### Your goal:
Edit the data from the start through the line containing "168), (147, 167)]]", replacing "fill_convention" with "fill_rule" and leaving everything else unchanged; return only those lines.

### Dataset entries:
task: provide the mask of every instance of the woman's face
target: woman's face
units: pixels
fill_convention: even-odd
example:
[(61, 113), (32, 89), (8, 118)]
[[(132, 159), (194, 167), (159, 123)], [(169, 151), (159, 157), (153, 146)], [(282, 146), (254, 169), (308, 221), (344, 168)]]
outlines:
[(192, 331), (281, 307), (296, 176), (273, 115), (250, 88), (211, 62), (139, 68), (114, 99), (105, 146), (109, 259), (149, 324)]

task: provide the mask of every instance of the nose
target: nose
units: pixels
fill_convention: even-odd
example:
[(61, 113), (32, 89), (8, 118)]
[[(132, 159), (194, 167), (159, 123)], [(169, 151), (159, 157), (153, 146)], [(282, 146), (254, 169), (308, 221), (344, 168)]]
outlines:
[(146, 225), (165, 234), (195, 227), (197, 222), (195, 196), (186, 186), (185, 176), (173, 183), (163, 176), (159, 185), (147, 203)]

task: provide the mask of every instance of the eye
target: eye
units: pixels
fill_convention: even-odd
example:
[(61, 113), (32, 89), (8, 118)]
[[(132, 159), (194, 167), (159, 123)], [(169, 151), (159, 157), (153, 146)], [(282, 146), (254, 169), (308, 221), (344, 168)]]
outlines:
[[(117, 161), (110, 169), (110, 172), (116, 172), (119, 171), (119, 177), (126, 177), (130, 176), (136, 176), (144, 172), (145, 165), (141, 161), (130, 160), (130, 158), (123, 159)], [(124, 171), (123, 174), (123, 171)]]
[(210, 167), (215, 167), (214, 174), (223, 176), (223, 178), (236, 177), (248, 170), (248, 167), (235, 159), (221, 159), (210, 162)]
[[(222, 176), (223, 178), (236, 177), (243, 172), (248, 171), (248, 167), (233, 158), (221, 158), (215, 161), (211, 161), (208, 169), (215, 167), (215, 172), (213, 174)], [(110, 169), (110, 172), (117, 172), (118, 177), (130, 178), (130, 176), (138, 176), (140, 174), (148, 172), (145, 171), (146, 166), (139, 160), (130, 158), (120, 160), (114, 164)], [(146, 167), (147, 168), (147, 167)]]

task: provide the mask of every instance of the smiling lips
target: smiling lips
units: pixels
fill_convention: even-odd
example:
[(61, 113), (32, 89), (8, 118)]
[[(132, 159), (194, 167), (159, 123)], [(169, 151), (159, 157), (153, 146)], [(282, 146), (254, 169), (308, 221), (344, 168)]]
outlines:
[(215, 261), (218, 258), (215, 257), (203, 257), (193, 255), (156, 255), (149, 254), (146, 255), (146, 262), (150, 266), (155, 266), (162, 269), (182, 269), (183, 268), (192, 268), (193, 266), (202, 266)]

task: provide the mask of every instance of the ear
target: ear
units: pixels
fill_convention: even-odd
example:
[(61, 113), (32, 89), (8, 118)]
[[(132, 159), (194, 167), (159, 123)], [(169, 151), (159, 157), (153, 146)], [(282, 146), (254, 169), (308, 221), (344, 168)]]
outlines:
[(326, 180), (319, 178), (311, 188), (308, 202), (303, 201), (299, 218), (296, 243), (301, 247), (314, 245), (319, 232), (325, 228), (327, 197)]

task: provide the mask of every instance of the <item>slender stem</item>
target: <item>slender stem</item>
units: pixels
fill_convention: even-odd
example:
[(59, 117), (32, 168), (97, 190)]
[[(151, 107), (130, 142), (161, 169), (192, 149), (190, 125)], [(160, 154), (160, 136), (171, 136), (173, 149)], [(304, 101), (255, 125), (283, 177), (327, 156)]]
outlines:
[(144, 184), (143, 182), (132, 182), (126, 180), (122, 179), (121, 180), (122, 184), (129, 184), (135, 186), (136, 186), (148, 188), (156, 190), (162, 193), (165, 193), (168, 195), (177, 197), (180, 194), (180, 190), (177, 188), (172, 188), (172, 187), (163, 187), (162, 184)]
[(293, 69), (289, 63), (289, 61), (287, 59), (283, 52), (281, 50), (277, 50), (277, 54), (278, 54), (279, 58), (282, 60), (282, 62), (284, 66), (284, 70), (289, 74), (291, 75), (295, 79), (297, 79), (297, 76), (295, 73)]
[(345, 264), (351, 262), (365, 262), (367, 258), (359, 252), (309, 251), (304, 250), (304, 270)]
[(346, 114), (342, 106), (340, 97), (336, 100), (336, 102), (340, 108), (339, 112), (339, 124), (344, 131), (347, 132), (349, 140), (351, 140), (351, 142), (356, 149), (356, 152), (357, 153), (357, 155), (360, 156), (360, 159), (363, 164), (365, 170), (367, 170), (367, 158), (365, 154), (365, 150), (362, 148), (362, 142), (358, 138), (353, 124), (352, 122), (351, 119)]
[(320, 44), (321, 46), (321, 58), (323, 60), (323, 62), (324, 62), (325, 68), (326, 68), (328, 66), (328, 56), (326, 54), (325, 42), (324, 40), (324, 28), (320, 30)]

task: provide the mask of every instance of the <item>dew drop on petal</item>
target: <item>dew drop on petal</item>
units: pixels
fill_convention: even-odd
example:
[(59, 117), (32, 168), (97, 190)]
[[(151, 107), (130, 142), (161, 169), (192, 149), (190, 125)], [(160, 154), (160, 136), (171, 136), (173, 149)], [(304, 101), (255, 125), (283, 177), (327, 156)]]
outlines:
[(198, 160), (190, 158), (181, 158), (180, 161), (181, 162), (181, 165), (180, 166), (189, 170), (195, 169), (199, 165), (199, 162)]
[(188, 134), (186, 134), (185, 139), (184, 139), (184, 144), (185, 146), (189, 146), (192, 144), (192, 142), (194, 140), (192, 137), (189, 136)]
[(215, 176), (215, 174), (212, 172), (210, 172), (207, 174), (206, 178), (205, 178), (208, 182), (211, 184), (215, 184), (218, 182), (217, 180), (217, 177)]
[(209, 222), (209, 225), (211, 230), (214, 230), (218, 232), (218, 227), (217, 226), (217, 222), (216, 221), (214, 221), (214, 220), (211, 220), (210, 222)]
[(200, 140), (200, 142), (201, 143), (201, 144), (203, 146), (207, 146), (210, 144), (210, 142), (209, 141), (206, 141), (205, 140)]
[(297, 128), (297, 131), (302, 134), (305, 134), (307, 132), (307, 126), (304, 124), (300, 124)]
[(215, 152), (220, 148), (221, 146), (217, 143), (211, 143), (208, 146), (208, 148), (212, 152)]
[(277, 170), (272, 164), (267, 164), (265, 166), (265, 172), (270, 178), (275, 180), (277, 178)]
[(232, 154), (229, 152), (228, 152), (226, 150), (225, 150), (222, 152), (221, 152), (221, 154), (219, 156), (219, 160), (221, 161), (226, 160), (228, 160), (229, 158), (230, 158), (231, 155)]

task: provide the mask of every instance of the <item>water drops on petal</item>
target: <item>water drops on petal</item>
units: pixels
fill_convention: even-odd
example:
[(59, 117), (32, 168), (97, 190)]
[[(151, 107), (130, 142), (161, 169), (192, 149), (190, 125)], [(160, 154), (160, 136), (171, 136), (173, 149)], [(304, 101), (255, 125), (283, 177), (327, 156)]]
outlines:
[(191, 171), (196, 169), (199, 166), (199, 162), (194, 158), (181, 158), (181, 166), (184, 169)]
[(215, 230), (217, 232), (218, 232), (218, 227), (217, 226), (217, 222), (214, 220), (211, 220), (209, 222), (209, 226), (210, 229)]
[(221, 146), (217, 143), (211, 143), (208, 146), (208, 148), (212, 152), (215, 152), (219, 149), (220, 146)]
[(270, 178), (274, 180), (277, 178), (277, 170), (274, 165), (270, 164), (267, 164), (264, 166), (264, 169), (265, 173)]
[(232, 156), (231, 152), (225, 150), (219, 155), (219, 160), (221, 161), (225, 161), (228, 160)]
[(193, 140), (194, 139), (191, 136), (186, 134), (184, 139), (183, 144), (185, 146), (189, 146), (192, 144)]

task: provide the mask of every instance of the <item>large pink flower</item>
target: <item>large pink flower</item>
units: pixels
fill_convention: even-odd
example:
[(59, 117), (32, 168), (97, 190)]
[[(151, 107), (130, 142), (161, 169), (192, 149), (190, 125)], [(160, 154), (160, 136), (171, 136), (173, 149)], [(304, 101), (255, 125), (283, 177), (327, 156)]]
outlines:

### Worked solution:
task: provide the mask of every instance of the woman's face
target: woman's face
units: pixels
fill_rule: even-odd
example:
[(61, 113), (32, 89), (8, 118)]
[[(132, 159), (194, 167), (159, 123)], [(169, 151), (159, 157), (153, 146)], [(282, 146), (254, 169), (308, 221), (344, 168)]]
outlines:
[(192, 331), (281, 307), (296, 176), (273, 115), (250, 88), (211, 62), (139, 68), (114, 99), (105, 146), (109, 259), (149, 324)]

task: provide the mask of every instance of the nose
target: nose
units: pixels
fill_rule: even-odd
example:
[(61, 113), (32, 89), (8, 118)]
[[(132, 159), (194, 167), (159, 123)], [(169, 151), (159, 157), (153, 146)], [(282, 146), (254, 169), (308, 221), (344, 168)]]
outlines:
[(146, 225), (165, 234), (195, 227), (197, 222), (195, 196), (186, 186), (185, 176), (173, 183), (163, 176), (159, 185), (147, 203)]

task: provide the mask of every instance of the eye
target: eye
units: pixels
fill_rule: even-odd
example:
[(61, 113), (32, 89), (8, 118)]
[[(132, 159), (194, 167), (159, 123)], [(169, 151), (159, 157), (153, 146)], [(282, 146), (254, 169), (308, 221), (344, 168)]]
outlines:
[[(117, 161), (110, 169), (110, 172), (116, 172), (119, 171), (119, 177), (126, 177), (130, 176), (136, 176), (144, 172), (145, 165), (141, 161), (130, 160), (130, 158), (123, 159)], [(124, 171), (123, 174), (123, 171)]]
[(210, 167), (215, 167), (214, 174), (223, 176), (223, 178), (236, 177), (248, 170), (248, 167), (235, 159), (221, 159), (210, 162)]
[[(222, 176), (223, 178), (236, 177), (243, 172), (248, 171), (248, 167), (233, 158), (221, 158), (215, 161), (211, 161), (208, 169), (215, 167), (215, 172), (213, 174)], [(110, 169), (110, 172), (117, 172), (118, 177), (130, 178), (130, 176), (138, 176), (140, 174), (148, 172), (145, 171), (146, 166), (139, 160), (130, 158), (120, 160), (114, 164)], [(146, 167), (147, 168), (147, 167)]]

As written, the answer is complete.